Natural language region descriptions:

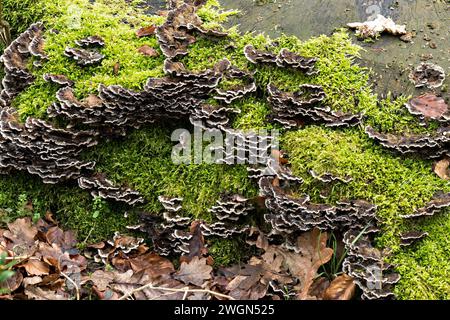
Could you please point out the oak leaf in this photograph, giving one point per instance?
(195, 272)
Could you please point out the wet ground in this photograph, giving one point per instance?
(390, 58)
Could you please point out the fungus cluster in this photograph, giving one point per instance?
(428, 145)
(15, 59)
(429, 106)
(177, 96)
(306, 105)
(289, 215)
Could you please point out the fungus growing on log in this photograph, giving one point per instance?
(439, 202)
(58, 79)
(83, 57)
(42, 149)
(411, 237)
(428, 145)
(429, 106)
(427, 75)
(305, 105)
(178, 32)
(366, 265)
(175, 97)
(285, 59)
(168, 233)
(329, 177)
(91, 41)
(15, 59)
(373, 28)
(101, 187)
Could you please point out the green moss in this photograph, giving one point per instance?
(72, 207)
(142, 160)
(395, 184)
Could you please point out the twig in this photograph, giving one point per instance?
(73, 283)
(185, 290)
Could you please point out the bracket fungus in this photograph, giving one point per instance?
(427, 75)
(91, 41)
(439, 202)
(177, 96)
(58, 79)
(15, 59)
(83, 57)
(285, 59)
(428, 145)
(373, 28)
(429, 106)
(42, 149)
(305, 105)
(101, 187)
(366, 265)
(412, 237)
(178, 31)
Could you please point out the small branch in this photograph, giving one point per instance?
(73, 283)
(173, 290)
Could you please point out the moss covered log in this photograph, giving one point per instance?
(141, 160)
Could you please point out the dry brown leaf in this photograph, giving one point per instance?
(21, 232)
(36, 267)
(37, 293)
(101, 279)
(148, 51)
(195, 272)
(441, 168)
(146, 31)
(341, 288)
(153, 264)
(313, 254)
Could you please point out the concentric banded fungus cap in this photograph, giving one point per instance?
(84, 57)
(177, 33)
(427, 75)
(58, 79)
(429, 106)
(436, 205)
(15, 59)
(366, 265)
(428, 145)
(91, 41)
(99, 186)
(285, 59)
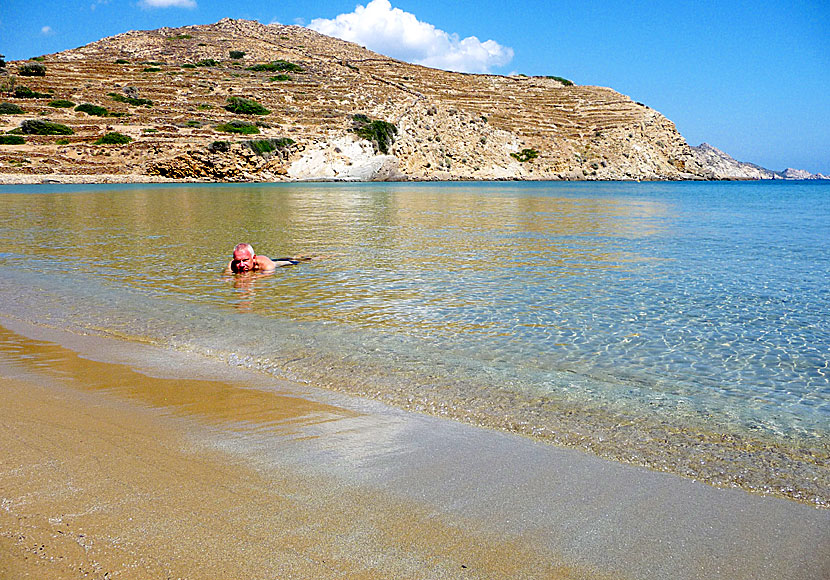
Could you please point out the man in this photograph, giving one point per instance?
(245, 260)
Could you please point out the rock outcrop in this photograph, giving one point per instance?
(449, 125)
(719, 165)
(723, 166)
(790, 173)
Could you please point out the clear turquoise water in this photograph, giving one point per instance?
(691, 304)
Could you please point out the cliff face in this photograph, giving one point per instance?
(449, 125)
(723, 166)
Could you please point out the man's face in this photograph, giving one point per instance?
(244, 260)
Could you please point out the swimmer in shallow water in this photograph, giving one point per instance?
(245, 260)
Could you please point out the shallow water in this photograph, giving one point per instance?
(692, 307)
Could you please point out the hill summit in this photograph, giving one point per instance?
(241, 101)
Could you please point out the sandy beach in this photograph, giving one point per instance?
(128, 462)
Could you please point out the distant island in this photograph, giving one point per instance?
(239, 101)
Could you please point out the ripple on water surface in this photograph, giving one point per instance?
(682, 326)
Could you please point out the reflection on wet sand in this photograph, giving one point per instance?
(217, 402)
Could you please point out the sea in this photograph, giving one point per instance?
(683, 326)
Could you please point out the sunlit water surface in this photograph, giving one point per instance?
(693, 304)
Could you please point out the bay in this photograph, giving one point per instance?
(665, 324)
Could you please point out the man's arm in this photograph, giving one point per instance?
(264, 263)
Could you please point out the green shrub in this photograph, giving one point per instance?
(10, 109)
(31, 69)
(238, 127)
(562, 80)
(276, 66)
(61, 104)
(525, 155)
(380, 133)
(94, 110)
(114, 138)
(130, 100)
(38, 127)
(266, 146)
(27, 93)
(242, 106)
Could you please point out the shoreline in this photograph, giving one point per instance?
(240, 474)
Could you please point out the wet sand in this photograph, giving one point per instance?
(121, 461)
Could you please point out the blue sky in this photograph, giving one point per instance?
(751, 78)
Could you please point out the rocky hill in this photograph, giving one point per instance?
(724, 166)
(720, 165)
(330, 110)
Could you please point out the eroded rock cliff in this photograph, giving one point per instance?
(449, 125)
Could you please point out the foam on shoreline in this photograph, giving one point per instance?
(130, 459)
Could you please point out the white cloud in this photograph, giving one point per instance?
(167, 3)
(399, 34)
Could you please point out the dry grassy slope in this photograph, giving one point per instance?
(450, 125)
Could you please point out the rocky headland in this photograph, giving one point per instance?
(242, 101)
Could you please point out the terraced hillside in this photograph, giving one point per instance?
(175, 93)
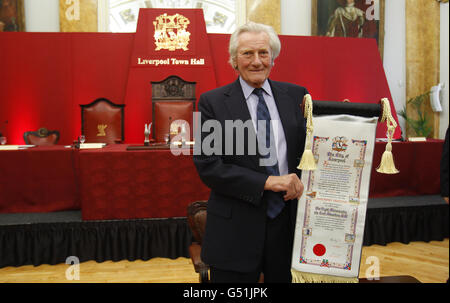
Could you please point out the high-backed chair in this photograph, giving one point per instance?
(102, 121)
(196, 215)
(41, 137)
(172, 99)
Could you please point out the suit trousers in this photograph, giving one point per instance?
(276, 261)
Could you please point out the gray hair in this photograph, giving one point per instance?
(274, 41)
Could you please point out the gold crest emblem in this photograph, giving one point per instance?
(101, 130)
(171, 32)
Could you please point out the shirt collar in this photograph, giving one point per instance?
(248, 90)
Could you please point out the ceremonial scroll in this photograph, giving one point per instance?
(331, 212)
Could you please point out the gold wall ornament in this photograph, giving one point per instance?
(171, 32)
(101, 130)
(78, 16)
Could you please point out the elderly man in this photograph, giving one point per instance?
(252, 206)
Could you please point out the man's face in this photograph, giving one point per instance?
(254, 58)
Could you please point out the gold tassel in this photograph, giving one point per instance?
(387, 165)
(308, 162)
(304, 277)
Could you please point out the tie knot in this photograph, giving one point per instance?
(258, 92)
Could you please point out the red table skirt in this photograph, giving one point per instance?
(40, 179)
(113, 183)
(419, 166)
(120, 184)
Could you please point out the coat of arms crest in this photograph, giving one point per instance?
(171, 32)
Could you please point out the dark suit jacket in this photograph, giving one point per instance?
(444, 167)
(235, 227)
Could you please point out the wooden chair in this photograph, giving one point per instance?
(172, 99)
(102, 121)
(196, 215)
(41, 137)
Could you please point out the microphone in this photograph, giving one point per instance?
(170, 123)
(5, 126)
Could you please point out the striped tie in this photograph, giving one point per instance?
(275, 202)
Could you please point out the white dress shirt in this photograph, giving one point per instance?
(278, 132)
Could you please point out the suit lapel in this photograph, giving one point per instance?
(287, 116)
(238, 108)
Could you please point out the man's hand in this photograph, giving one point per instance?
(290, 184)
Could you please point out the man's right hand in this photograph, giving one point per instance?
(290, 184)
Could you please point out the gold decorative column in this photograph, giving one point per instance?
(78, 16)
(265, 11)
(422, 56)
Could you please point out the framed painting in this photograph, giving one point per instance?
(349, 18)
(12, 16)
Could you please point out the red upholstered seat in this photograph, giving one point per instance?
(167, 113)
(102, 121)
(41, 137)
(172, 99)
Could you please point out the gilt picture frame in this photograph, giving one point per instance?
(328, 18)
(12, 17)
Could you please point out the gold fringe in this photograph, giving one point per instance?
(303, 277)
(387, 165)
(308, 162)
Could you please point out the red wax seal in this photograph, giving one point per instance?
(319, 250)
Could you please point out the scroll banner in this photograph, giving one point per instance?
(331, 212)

* **Task goal**:
Carry over each record above character for character, with the pictures left out.

* **Result below**:
Could you please point out the oak leaf in this photograph, giving one point per instance?
(195, 272)
Could you please point out the wet ground in this photograph, giving one point per instance?
(390, 58)
Could you please point out the fungus cluster in this photograph, giving one point per instance?
(428, 145)
(15, 59)
(429, 106)
(177, 96)
(306, 105)
(289, 215)
Could you please point out the fungus growing on log in this photograph, giving one point per instance?
(439, 202)
(58, 79)
(83, 57)
(42, 149)
(411, 237)
(428, 145)
(429, 106)
(427, 75)
(305, 105)
(178, 32)
(366, 265)
(175, 97)
(285, 59)
(168, 233)
(329, 177)
(91, 41)
(15, 59)
(373, 28)
(101, 187)
Could you please point out the green moss in this photograph, giving one point per instance?
(72, 207)
(142, 160)
(395, 184)
Could you please point out the twig in this photograph, giving one point per instance?
(73, 283)
(185, 290)
Could you please point out the bracket fungus in this photograph, giving one point per instance?
(427, 75)
(91, 41)
(439, 202)
(177, 96)
(58, 79)
(15, 59)
(83, 57)
(285, 59)
(428, 145)
(373, 28)
(429, 106)
(42, 149)
(305, 105)
(101, 187)
(366, 265)
(412, 237)
(178, 31)
Could you please point out the small branch in this photograph, giving one point per instance?
(73, 283)
(173, 290)
Could you please point out the moss covered log in this photograph, giving one point per instance?
(141, 160)
Could you please point out the dry brown leaf in this photograph, giving one point per instance?
(21, 232)
(36, 267)
(37, 293)
(101, 279)
(148, 51)
(195, 272)
(441, 168)
(146, 31)
(341, 288)
(153, 264)
(313, 254)
Could you please point out the concentric banded fungus cap in this photograph, giving one point per instance?
(84, 57)
(177, 33)
(427, 75)
(58, 79)
(429, 106)
(436, 205)
(15, 59)
(366, 265)
(428, 145)
(91, 41)
(99, 186)
(285, 59)
Could you please point out the man in this photograph, giving one point per instance?
(245, 260)
Could you please point out the rock outcrop in this photograph, giving one point per instance?
(449, 125)
(719, 165)
(723, 166)
(790, 173)
Could you please point out the clear turquoise water in this photograph, giving one point per instance?
(691, 304)
Could you please point out the cliff face in this photograph, giving one point per instance?
(449, 125)
(723, 166)
Could you please point out the man's face in this photograph, giving one point per instance?
(244, 260)
Could you please point out the swimmer in shallow water in this photograph, giving one point per instance?
(245, 260)
Could you please point out the shallow water in this photograph, giving one point per instance?
(692, 307)
Could you please point out the hill summit in this photograph, giving one point per instance?
(241, 101)
Could you please point out the sandy beach in this photograph, giving one point per instance?
(128, 462)
Could you please point out the distant island in this photograph, giving one point per instance?
(239, 101)
Could you please point out the ripple on water surface in this photograph, giving one point per instance?
(682, 326)
Could you please point out the reflection on wet sand in this photograph, giving one point per instance?
(217, 402)
Could you please point out the sea in this photograph, giving one point per instance?
(683, 326)
Could you please point out the sunlit water surface in this photograph, giving one point per instance?
(693, 304)
Could you please point out the bay in this photograph, giving one point per instance?
(665, 324)
Could you please point out the man's arm in this photograph, giving one point per instance?
(264, 263)
Could you please point out the green shrub in this photograph, giving one point per instance?
(10, 109)
(31, 69)
(238, 127)
(562, 80)
(276, 66)
(61, 104)
(525, 155)
(380, 133)
(94, 110)
(114, 138)
(130, 100)
(38, 127)
(266, 146)
(27, 93)
(242, 106)
Could you please point out the shoreline in this photograph, giving one point per instance?
(240, 474)
Could you please point out the wet sand in this photograph, giving one point per instance?
(121, 461)
Could you please point out the blue sky in this photograph, giving one point per instance?
(751, 78)
Could you please point out the rocky hill in this photograph, giving one point per instance?
(724, 166)
(720, 165)
(330, 110)
Could you please point out the eroded rock cliff in this photograph, giving one point per instance?
(449, 125)
Could you please point out the foam on shoreline in this photograph, giving one point per instance?
(130, 459)
Could you please point out the white cloud in this photograph, giving one point per instance?
(167, 3)
(399, 34)
Could you please point out the dry grassy slope in this photograph, giving one point per instance?
(450, 125)
Could you please point out the rocky headland in this photograph, giving one point per instance?
(242, 101)
Could you please point out the terraced hillside in this photograph, giving one point per instance?
(175, 93)
Could you please point out the high-backed chair in this photograph, giving one point per instance?
(102, 121)
(196, 215)
(41, 137)
(172, 99)
Could you please point out the suit trousers in this photograph, giving one point per instance?
(276, 261)
Could you please point out the gray hair in this photograph, giving one point per instance?
(274, 41)
Could you please point out the gold crest emblem in this photograph, giving one point per instance?
(101, 130)
(171, 32)
Could you please point out the shirt collar in this photograph, giving one point per instance?
(248, 90)
Could you please point out the ceremonial scroll in this photograph, giving one point per instance?
(331, 212)
Could you please point out the gold wall ornament in this photograph, giving one point per instance?
(171, 32)
(101, 130)
(78, 16)
Could you please point out the elderly man in this photograph, giving one point per instance?
(252, 206)
Could you please point out the man's face in this photograph, giving one point per instance?
(254, 58)
Could you please point out the gold tassel in this photograph, giving one point per instance?
(387, 165)
(308, 162)
(304, 277)
Could you please point out the tie knot in this photograph, giving one point per instance?
(258, 92)
Could you please point out the red table skirt in this photograph, giving one point per instance?
(40, 179)
(113, 183)
(419, 166)
(120, 184)
Could you please point out the coat of arms crest in this photograph, giving one point per instance?
(171, 32)
Could you please point out the dark suit jacket in this photograph, giving one point per instance?
(444, 167)
(235, 227)
Could you please point out the wooden chair in this photograph, giving one point per instance?
(172, 99)
(102, 121)
(196, 215)
(41, 137)
Could you please point out the microphone in this photograph, giving one point per instance?
(170, 123)
(5, 126)
Could you please point out the striped tie in this photograph, giving one point per instance?
(275, 202)
Could you please point out the white dress shirt in this photograph, giving one point per instance?
(278, 132)
Could you please point out the suit lapel in this photograph, giving one point per instance?
(287, 116)
(238, 108)
Could you please point out the man's hand in this photograph, giving one point per instance?
(290, 184)
Could you please point out the man's right hand in this photograph, giving one point per instance?
(290, 184)
Could you please point out the gold decorative column in this photograph, giving one point per instance?
(78, 16)
(265, 11)
(422, 56)
Could you please point out the framed painting in this photograph, giving one point per instance?
(349, 18)
(12, 16)
Could you please point out the red upholstered seat in this photograph, giving one point per instance?
(167, 113)
(102, 121)
(41, 137)
(172, 99)
Could you please point out the gilt picture frame in this photograph, giving one point per instance?
(328, 18)
(12, 17)
Could you please point out the gold fringe in this photograph, giving one point per instance?
(303, 277)
(387, 165)
(308, 162)
Could you please point out the red wax seal in this photograph, giving one point per instance?
(319, 250)
Could you please point out the scroll banner in this photograph, giving one point per instance?
(331, 212)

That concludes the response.